Zu lösende Aufgaben >>
a: Beantworte diese Fragen zum Auszug über algorithmische Macht:
(i) Als was versteht der Beitrag algorithmische Macht?
(ii) Was soll zuerst zusammengefasst werden?
(iii) Woran sollen typische Narrative algorithmischer Imaginäre gezeigt werden?
b: Übersetze diesen Satz aus dem Auszug über algorithmische Macht ins Englische: „Hierfür sollen zunächst die theoretischen und methodologischen Beiträge und Zugänge der letzten Jahre zu diesem Thema zusammengefasst und im Hinblick auf eine diskursanalytische Heuristik aufbereitet werden.“
c: Führe den Auszug über algorithmische Macht nach seinem letzten Satz weiter.

Vorliegender Auszug >>
——————————

Jene relationale Verschränkung der Bedingungen digitaler Diskurse verweist auf bisherige Debatten über digitale Infrastrukturen, Big Data und der Machtdifferenz zwischen User*innen und Entwickler*innen, welche hier allerdings nicht als ein objektiviertes und deterministisches Verhältnis, sondern als ein eigener Diskurs über Algorithmen gedeutet wird. Dieser Beitrag möchte deshalb einen Vorschlag für eine qualitative und wissenssoziologische Betrachtung der algorithmischen Bedingungen digitaler Diskurse unterbreiten, die algorithmische Macht als ein relationales und fluides Sozialverhältnis versteht, welches diskursiv (re)produziert wird. Hierfür sollen zunächst die theoretischen und methodologischen Beiträge und Zugänge der letzten Jahre zu diesem Thema zusammengefasst und im Hinblick auf eine diskursanalytische Heuristik aufbereitet werden. Des Weiteren sollen typische Narrative und Deutungsarrangements algorithmischer Imaginäre anhand von einigen Diskursfragmenten aufgezeigt werden, die auf den gesellschaftlichen Umgang mit der Unsichtbarkeit und Unübersichtlichkeit algorithmischer Diskursinfrastrukturen verweisen.

——————————

[Aus einer Sammlung entnommene Daten]
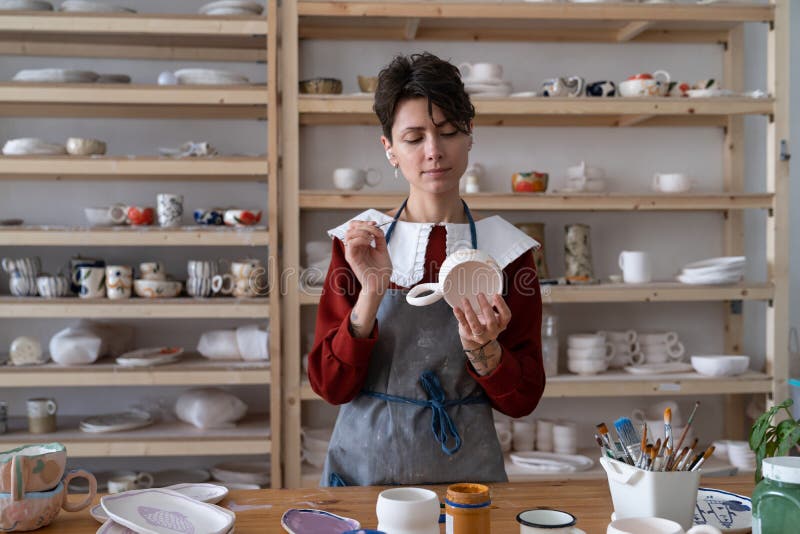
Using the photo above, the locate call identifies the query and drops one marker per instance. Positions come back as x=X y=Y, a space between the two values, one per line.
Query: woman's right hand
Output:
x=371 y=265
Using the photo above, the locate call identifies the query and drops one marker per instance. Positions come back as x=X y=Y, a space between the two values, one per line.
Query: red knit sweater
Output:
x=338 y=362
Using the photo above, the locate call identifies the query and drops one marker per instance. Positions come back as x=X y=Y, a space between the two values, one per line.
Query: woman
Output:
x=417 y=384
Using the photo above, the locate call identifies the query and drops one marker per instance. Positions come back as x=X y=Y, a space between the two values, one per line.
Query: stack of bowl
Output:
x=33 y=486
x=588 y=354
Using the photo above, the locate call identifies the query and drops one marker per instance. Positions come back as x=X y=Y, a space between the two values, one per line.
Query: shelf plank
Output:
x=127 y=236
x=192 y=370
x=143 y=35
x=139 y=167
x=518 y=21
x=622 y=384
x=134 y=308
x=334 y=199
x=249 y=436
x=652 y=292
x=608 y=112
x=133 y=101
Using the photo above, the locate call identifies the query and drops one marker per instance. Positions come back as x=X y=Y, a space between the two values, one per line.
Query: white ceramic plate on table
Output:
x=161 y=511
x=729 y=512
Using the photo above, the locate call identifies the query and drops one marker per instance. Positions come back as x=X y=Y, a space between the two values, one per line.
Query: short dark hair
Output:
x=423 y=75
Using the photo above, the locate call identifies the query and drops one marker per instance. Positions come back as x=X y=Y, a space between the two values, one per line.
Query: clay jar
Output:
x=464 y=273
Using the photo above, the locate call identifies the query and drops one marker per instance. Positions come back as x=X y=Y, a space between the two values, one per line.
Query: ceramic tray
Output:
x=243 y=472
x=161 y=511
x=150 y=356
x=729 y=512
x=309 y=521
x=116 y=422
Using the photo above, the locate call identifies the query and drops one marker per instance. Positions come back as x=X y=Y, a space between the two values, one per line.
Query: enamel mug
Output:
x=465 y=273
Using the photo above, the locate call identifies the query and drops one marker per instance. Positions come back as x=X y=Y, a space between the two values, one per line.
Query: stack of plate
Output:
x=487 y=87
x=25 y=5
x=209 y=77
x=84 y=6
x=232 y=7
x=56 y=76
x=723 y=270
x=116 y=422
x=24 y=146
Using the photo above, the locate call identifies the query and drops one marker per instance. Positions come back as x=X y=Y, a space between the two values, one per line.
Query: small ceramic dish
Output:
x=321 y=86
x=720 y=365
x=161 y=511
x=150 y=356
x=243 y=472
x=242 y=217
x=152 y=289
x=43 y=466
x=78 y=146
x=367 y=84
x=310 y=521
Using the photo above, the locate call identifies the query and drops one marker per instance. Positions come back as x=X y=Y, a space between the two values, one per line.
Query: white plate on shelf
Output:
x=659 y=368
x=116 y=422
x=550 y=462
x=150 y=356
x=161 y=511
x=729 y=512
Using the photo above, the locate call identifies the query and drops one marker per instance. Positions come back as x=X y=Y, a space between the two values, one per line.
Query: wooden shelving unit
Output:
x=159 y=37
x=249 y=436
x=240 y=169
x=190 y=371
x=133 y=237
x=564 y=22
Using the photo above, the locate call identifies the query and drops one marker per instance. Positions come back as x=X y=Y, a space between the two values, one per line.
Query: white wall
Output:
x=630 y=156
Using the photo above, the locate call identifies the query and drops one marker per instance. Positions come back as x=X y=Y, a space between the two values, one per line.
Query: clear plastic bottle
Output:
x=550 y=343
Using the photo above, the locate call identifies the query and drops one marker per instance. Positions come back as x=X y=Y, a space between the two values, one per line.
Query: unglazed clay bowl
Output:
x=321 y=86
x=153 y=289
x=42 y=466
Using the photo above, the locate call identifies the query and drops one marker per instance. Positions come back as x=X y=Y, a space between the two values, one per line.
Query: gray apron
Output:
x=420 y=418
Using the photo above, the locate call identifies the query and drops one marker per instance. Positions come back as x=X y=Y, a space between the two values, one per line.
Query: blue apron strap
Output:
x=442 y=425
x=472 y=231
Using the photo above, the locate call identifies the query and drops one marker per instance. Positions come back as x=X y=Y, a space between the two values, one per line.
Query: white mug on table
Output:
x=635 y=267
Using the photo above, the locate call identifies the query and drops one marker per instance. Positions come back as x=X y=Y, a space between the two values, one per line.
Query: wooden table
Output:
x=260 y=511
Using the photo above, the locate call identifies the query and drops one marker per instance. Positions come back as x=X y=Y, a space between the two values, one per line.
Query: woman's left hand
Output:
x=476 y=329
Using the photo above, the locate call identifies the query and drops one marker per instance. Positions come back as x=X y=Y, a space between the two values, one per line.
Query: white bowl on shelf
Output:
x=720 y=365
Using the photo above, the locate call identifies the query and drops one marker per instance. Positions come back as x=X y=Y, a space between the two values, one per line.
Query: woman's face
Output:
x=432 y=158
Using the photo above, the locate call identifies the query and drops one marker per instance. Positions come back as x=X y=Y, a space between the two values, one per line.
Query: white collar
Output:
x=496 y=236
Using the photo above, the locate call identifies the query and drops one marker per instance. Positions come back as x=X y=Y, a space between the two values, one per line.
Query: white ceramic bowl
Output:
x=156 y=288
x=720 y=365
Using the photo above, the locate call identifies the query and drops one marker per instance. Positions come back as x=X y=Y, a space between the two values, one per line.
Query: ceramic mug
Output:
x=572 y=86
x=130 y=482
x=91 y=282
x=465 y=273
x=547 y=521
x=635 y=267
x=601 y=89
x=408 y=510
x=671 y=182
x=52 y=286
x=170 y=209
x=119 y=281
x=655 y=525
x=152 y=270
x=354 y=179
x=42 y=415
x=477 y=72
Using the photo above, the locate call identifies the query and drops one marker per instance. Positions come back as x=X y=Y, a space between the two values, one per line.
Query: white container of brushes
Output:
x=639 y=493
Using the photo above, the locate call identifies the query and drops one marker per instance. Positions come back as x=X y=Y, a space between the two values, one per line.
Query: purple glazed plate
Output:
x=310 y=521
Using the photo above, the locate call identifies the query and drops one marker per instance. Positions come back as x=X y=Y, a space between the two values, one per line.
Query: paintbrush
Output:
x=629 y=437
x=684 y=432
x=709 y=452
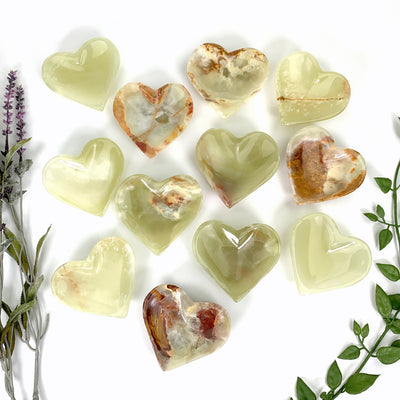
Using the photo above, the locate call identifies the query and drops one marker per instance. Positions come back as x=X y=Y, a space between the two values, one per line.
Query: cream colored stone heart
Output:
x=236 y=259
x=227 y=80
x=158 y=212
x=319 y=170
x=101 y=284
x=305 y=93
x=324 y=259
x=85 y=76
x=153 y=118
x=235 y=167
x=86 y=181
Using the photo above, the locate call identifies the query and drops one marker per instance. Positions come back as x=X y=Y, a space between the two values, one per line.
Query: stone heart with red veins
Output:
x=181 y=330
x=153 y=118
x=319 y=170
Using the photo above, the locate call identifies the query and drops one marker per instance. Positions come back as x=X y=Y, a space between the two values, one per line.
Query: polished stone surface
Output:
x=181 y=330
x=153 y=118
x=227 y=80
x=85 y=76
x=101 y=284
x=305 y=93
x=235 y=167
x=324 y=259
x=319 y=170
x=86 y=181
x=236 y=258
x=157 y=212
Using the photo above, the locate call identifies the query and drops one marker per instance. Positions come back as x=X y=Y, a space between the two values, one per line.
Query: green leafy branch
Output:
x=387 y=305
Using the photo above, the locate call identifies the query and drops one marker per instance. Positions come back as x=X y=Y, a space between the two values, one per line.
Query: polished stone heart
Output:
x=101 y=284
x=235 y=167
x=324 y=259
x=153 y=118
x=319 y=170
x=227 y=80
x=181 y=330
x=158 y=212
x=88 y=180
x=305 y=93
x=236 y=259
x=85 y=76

——————————

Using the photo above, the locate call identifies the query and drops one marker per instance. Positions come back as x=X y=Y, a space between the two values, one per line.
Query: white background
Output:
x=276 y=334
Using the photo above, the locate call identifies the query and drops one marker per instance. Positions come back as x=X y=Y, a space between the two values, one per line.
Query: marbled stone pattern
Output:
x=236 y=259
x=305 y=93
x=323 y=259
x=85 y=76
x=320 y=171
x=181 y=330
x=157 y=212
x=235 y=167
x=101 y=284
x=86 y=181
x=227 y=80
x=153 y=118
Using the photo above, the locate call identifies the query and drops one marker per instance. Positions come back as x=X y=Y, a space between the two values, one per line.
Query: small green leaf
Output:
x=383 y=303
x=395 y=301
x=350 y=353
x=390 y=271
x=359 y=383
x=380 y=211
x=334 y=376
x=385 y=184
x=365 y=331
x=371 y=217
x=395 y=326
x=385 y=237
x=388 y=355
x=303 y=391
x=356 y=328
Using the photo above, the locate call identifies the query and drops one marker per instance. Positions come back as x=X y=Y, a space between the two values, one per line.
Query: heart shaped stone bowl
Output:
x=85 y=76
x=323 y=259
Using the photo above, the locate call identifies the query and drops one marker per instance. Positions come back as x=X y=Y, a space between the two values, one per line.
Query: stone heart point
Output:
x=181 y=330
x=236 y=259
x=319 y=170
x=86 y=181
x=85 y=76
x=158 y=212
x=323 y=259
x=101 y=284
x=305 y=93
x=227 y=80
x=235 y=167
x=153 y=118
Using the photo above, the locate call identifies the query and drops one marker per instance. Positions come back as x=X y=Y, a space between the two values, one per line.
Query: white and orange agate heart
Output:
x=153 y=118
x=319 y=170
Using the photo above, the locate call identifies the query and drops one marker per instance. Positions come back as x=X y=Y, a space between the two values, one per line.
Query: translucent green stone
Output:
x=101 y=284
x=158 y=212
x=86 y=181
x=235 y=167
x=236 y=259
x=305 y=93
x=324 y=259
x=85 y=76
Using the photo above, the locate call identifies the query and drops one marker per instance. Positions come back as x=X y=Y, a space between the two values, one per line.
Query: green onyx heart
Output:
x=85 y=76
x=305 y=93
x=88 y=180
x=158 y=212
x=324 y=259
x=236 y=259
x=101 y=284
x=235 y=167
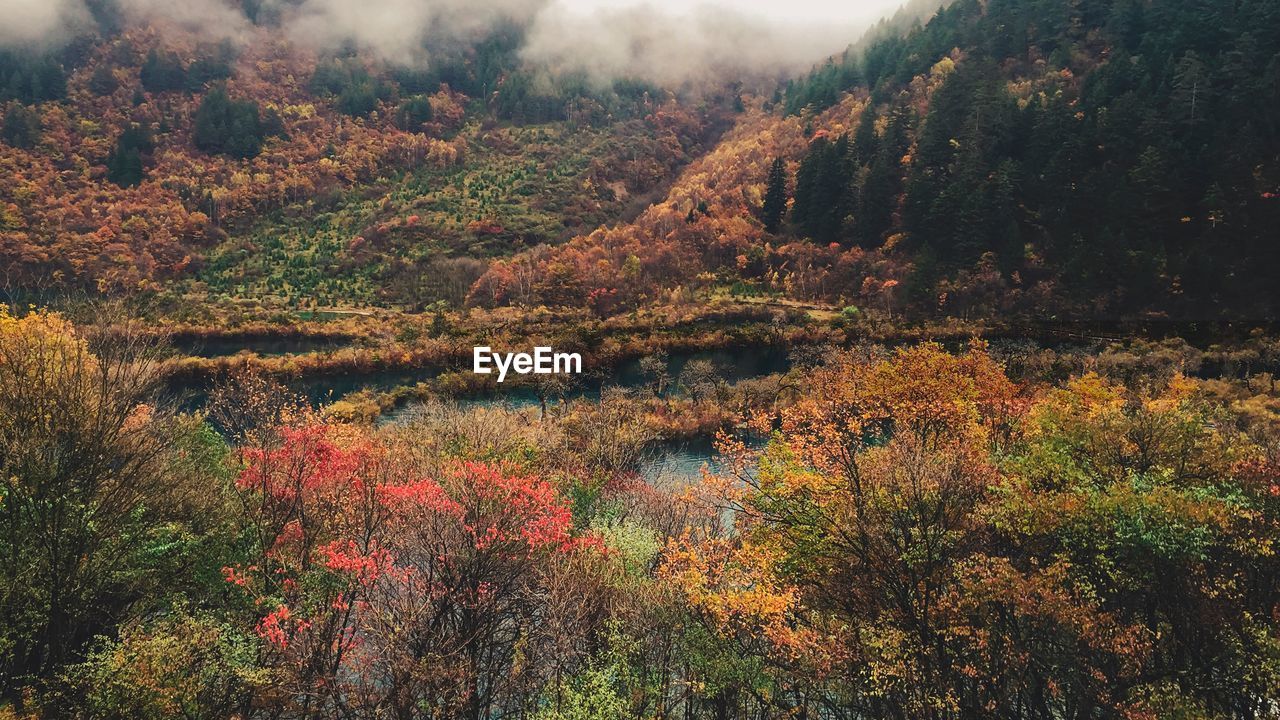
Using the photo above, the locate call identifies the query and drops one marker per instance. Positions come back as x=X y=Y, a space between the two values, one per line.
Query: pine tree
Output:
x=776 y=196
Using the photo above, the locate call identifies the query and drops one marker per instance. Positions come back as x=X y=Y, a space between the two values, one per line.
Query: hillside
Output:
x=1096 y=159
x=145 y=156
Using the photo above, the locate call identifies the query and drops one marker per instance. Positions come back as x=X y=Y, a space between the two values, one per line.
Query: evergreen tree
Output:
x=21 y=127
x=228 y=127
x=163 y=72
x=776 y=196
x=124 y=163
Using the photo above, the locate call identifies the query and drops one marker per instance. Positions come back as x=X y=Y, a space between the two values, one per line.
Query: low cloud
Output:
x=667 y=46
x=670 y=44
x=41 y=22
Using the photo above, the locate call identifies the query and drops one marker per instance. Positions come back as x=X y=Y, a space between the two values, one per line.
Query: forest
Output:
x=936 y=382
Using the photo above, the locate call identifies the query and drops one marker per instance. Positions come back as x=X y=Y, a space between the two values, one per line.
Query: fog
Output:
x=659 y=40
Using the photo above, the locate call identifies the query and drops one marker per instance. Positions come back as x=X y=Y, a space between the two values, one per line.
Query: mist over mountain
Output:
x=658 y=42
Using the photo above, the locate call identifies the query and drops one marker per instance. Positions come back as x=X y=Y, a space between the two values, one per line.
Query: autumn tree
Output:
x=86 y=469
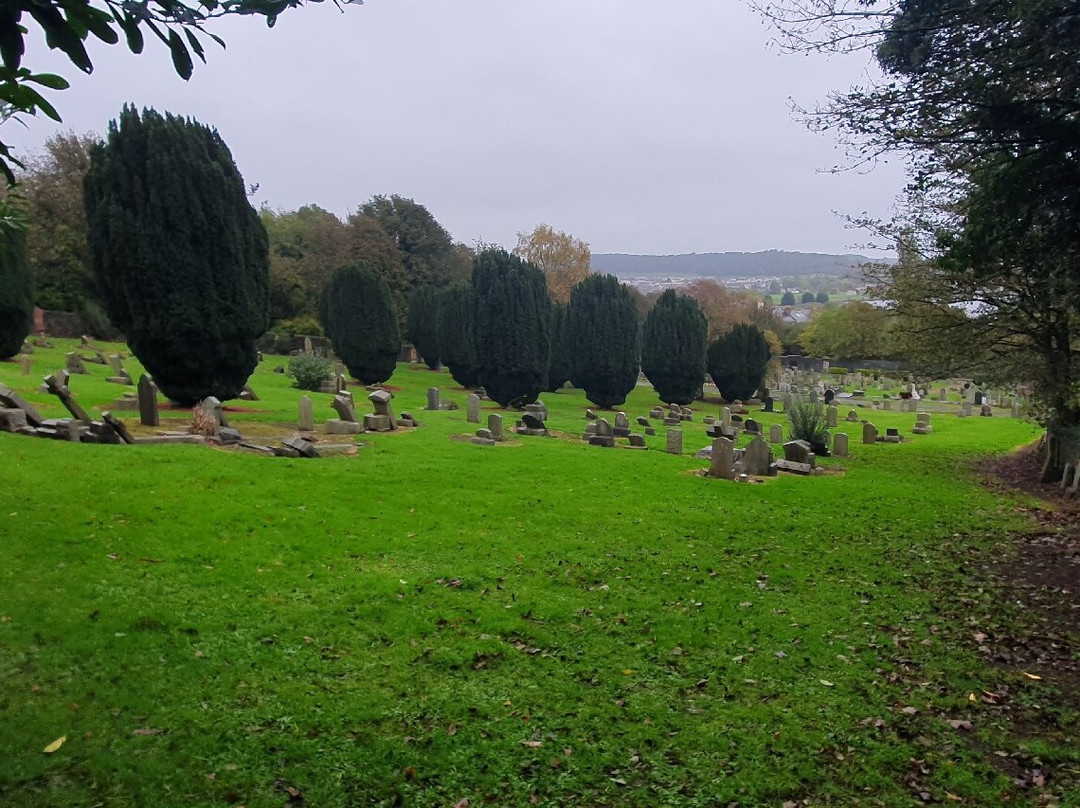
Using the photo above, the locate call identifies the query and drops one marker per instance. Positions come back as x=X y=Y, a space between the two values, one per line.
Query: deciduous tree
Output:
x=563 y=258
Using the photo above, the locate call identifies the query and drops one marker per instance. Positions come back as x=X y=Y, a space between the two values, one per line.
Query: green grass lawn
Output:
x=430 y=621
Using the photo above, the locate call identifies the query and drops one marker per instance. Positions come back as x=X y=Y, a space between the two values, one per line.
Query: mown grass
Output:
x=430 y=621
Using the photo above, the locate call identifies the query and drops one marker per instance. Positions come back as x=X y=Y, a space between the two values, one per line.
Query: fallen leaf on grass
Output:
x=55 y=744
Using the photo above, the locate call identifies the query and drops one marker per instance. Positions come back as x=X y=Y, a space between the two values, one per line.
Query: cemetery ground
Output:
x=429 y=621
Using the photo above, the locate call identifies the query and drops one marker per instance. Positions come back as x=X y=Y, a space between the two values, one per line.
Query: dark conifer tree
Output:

——————————

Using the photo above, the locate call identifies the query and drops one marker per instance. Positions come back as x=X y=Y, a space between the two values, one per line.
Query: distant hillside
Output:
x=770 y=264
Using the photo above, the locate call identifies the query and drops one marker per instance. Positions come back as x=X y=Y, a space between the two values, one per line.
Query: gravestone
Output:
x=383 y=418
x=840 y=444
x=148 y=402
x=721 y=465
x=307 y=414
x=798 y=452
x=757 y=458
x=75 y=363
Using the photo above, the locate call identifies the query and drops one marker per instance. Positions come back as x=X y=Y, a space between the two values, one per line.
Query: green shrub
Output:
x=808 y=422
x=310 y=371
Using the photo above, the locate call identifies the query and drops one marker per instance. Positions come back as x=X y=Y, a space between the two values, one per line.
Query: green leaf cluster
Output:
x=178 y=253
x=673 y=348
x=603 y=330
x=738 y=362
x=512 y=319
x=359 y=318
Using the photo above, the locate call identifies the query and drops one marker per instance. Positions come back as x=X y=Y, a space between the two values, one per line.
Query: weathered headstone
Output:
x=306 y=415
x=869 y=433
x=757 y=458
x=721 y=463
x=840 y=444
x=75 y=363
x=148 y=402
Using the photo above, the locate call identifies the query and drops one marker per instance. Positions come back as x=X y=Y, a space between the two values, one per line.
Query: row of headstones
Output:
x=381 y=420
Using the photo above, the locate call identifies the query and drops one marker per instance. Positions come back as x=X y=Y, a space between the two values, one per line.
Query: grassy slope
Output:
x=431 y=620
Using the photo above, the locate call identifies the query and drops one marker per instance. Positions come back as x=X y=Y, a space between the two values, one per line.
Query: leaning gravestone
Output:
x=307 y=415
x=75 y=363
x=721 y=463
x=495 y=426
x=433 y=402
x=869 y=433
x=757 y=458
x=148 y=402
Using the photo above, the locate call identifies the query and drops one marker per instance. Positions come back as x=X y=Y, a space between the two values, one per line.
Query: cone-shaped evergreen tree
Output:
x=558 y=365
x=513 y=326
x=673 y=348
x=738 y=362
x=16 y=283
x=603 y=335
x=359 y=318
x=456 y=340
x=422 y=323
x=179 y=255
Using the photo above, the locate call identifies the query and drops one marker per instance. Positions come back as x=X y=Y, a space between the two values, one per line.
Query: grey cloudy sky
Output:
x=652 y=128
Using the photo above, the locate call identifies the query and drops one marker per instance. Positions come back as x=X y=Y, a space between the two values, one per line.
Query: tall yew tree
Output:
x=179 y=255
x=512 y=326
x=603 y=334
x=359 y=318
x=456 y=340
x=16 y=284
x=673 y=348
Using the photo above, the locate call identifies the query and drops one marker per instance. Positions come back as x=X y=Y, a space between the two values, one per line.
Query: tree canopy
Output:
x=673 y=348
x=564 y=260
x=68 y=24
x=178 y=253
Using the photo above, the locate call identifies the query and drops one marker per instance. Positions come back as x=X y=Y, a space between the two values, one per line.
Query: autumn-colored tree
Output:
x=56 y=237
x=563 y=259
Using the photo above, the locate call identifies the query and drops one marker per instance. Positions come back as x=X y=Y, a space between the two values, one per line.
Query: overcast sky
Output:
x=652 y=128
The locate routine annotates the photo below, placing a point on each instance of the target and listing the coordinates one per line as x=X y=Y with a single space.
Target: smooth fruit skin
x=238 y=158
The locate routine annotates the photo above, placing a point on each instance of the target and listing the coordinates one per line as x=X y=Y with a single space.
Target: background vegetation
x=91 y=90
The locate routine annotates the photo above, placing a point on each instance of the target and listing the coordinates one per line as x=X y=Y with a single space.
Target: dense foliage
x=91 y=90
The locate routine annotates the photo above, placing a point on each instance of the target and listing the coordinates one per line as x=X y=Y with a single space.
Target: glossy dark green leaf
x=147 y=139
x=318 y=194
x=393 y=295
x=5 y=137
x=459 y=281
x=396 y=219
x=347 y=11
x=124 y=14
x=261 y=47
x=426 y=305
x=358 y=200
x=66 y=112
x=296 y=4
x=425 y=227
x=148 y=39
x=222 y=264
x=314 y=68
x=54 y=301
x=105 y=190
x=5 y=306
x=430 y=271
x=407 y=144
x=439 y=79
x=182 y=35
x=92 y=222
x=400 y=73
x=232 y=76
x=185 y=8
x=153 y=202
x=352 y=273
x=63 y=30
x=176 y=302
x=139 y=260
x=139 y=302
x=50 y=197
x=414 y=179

——————————

Lösungen je Aufgabe >>
a:
(i) Als ein relationales und fluides Sozialverhältnis, das diskursiv (re)produziert wird.
(ii) Die theoretischen und methodologischen Beiträge und Zugänge der letzten Jahre zu diesem Thema.
(iii) Anhand von einigen Diskursfragmenten.

b: To this end, the theoretical and methodological contributions and approaches of recent years on this topic are first to be summarized and prepared with a view to a discourse-analytical heuristic.

c:
Rage for the Machine: Algorithmische Diskursarenen und die Animation diskursiver Dämonen

Gabriel Malli

Institut für Journalismus und Digitale Medien, FH JOANNEUM Graz, Österreich

Social Media-Plattformen stellen eine zentrale politische Diskursarena der Gegenwart dar. Lange Zeit wurde ihnen das Potenzial einer demokratischen Neuordnung von Sprecher:innen-Positionen zugeschrieben – ein Optimismus, der spätestens mit der Implementierung algorithmisch kuratierter Feeds kippte. Zeitdiagnostische Schlagworte wie Postfaktizität, Polarisierung oder Überhitzung markieren jene diskursiven Effekte, die in den letzten Jahren im Zuge der Plattformisierung politischer Kommunikation virulent wurden.

Ausgehend davon fragt der Beitrag, wie sich die „emotionale Architektur“ (Wahl-Jorgensen) von Social Media auf politische Diskurse auswirkt. Ausgangspunkt ist eine an kritische Theorien des digitalen Kapitalismus anschließende Analyse der ökonomischen Funktionslogik der Plattformen: Zentral ist die Kommodifizierung von Verhaltensspuren durch ihre Umwandlung in werberelevante Daten. Um diesen Rohstoff zu maximieren, wird die Nutzungsdauer der User:innen durch algorithmische Steuerung verlängert, wobei Inhalte mit hohem Affizierungspotenzial priorisiert werden. Diese Akkumulationslogik wirkt auf die diskursive Wissensproduktion zurück: Content-Produzent:innen entwickeln „folk theories“ über algorithmische Sichtbarkeitskriterien und richten ihre Inhalte daran aus.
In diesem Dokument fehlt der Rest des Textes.